## The problem:
Output the entries below word for word, stopping once the line containing "Category: sheet of paper" is done, and omit each picture.
[Data]
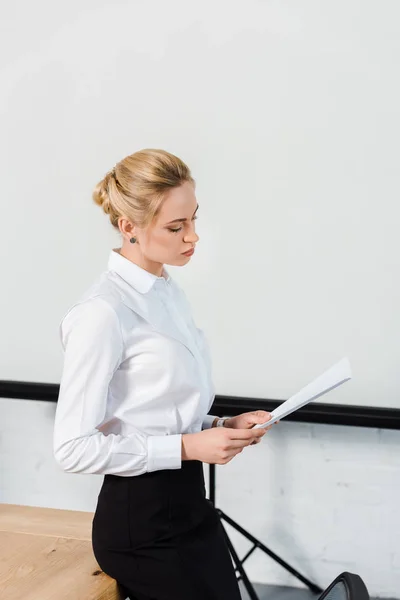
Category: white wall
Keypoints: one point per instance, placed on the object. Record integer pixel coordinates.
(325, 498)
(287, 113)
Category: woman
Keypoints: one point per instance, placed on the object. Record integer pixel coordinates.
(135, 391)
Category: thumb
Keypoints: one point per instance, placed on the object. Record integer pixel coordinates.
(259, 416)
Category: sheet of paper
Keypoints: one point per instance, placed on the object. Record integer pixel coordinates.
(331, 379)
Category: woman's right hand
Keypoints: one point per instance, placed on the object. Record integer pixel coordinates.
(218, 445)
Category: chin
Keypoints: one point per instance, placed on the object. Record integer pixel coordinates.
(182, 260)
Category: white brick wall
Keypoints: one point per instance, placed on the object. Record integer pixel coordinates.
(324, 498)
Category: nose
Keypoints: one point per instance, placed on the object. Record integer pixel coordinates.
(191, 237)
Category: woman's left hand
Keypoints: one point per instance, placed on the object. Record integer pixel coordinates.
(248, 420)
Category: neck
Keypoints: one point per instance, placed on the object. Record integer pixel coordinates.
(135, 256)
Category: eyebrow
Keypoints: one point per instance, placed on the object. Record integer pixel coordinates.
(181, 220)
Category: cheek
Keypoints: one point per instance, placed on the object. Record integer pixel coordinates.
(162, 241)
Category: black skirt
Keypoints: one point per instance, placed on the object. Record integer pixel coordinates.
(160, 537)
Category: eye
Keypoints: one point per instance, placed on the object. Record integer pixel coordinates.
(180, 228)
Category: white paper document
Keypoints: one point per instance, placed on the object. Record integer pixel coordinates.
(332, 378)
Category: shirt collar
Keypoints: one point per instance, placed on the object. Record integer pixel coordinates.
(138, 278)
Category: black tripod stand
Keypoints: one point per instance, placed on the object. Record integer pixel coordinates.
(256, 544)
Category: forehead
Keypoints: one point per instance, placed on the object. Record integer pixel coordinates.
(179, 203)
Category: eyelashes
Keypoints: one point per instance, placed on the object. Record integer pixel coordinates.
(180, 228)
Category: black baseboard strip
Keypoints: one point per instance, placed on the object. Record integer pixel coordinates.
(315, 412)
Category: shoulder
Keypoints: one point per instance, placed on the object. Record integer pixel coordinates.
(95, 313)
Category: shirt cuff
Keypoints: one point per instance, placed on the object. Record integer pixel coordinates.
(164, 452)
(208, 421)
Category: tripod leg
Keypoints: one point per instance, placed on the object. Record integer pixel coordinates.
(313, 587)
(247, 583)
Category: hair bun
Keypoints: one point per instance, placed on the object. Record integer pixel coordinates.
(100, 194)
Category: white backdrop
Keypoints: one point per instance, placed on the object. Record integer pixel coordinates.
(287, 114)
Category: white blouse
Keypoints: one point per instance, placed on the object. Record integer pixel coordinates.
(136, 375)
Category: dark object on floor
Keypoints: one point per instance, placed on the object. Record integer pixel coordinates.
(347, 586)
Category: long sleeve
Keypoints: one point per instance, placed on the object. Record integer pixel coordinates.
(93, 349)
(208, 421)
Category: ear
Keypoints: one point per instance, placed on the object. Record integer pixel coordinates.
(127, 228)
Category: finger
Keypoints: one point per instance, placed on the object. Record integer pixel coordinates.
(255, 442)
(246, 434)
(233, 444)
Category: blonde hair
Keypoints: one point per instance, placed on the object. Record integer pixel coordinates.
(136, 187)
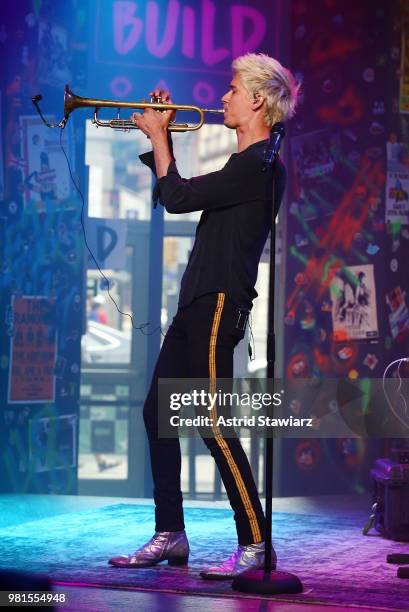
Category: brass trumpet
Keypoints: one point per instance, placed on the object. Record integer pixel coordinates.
[/Data]
## Written answer:
Category: white wall
Keypoints: one point per instance, placed on the object. Record integer pixel coordinates.
(325, 498)
(287, 113)
Category: woman
Keypoints: one point per instance, placed on the object. Record integer pixel coordinates.
(135, 391)
Category: thumb
Keypoints: one point per instance, placed on the object. Record integer pixel coordinates.
(259, 416)
Category: sheet of paper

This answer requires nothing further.